_DIRECTIONS:_
Print exactly, and only, the lines running from the line containing "Query: side mirror" through the end of the records below.

═══ DATA ═══

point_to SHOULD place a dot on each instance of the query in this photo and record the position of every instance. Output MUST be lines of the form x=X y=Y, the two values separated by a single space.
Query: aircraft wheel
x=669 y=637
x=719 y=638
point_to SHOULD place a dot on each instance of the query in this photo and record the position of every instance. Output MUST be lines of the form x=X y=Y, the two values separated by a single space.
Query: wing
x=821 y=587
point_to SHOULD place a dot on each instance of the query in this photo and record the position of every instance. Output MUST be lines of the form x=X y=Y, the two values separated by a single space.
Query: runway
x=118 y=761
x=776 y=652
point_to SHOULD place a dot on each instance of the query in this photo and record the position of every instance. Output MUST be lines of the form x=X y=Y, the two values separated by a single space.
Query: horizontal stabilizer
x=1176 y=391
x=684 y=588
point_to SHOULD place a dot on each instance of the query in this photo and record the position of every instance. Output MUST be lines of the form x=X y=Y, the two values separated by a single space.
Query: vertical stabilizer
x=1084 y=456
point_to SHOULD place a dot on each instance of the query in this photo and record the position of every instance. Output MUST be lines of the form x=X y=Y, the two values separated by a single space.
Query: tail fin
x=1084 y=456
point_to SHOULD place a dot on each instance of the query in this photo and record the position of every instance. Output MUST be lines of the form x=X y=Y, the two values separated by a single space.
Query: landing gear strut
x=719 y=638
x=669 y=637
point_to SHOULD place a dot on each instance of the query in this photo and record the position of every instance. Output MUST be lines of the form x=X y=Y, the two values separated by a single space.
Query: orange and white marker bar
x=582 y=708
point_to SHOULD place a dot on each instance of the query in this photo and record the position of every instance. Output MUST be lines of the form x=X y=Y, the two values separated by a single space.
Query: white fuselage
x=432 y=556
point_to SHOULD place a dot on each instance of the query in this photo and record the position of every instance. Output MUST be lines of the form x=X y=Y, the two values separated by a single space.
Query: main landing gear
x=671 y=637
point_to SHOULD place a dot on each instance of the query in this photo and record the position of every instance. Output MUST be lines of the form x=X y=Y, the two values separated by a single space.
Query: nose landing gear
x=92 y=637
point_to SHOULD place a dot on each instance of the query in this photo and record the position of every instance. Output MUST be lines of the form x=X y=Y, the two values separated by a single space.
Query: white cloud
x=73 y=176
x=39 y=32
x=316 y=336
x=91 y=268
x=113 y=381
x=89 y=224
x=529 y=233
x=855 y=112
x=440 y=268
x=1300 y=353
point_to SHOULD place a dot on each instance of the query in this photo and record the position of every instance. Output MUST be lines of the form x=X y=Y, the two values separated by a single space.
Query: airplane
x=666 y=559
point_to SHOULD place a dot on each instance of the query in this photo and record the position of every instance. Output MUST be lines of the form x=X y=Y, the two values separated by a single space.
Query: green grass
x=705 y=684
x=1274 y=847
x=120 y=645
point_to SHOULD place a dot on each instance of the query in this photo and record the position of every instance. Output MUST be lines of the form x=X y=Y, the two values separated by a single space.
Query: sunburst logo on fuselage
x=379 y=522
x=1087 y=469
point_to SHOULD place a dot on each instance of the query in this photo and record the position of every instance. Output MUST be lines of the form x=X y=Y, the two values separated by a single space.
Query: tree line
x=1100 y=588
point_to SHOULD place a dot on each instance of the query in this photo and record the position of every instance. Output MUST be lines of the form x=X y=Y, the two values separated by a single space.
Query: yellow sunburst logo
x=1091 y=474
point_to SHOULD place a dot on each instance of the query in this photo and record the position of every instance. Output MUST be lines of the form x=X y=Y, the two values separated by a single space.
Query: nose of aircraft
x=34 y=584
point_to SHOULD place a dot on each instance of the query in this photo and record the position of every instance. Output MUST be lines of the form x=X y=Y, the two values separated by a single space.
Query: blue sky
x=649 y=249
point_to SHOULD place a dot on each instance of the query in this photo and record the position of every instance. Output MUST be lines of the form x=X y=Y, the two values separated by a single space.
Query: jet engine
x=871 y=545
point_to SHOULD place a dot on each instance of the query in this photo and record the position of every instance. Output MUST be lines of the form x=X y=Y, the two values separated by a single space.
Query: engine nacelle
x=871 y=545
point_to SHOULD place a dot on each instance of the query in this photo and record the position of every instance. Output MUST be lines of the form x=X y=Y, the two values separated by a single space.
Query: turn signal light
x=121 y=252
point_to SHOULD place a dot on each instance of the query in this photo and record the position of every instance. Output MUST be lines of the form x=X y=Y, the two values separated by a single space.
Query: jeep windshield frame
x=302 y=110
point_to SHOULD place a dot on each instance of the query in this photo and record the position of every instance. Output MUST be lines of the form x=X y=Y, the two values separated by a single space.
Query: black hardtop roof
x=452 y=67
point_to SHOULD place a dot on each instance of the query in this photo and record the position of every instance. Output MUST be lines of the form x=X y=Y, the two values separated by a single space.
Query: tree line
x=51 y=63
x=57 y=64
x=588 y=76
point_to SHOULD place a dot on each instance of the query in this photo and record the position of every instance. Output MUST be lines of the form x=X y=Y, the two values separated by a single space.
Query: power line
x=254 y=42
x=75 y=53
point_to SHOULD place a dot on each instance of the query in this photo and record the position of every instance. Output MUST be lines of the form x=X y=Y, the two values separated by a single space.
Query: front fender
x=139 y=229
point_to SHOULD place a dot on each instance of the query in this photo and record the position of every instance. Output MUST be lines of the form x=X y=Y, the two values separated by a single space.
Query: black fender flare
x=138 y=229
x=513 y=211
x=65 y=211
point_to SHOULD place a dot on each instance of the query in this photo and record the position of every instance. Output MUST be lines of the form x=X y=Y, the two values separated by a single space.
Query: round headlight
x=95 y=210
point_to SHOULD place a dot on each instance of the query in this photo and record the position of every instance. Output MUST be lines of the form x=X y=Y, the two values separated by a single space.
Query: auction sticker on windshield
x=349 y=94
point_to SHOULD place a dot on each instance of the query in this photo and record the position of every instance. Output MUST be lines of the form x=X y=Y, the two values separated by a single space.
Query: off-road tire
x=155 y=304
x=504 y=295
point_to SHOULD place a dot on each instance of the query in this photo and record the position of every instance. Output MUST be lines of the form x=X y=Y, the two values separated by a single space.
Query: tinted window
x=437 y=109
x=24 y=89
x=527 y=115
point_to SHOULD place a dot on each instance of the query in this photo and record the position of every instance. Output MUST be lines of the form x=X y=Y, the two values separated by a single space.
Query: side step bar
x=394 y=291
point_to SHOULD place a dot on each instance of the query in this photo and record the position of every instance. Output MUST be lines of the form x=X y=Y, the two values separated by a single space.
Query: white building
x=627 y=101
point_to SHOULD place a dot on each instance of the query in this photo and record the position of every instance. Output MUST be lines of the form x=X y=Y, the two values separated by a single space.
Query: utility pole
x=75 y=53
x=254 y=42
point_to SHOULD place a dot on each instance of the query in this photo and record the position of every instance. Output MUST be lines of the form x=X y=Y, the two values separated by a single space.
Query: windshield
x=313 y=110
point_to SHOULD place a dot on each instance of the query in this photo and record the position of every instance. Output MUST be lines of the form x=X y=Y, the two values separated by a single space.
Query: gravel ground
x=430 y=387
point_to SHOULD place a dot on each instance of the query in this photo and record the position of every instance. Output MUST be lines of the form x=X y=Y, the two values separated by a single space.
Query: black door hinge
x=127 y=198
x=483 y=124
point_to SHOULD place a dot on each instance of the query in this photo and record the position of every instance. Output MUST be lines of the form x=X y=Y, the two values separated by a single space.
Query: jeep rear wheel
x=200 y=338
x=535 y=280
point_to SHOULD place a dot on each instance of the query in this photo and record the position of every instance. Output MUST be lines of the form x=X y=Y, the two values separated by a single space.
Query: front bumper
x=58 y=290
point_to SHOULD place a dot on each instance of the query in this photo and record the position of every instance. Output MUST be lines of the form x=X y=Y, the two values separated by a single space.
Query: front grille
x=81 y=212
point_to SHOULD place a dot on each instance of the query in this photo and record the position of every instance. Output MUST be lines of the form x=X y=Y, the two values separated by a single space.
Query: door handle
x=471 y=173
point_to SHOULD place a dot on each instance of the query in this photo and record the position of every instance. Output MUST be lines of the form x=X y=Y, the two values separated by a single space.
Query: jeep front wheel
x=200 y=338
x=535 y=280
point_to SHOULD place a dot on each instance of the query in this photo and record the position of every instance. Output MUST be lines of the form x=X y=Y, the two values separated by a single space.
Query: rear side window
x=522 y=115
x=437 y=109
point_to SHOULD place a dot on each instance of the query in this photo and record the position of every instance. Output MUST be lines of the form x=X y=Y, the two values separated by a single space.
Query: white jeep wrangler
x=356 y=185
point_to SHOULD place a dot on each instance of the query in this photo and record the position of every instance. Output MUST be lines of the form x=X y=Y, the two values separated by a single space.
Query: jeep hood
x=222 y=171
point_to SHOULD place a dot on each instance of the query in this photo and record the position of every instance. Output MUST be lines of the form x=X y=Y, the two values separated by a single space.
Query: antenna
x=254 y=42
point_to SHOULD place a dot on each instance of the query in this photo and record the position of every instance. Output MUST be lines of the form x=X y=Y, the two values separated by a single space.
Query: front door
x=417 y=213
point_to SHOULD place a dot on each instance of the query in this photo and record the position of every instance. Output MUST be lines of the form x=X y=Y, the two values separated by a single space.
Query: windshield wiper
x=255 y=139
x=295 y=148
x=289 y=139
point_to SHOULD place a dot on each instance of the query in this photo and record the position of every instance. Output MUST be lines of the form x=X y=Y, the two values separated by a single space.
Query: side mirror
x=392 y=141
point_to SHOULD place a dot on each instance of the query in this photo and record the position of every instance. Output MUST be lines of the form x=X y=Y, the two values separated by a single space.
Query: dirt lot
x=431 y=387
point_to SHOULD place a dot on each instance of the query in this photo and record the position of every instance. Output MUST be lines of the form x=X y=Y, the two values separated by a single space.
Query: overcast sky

═══

_EXERCISE RESPONSE:_
Query: side mirror
x=392 y=141
point_to SHOULD place a dot on each instance of the query in this photo and record the position of every instance. Output MUST be lines of the form x=X y=Y, the two values separated by a single space.
Query: dirt lot
x=431 y=387
point_to SHOULD place a dot on each instance of the query in this photo and record the position of every instance. Output MUST be lines of the form x=X y=Y, the two values separated by a single space.
Query: overcast sky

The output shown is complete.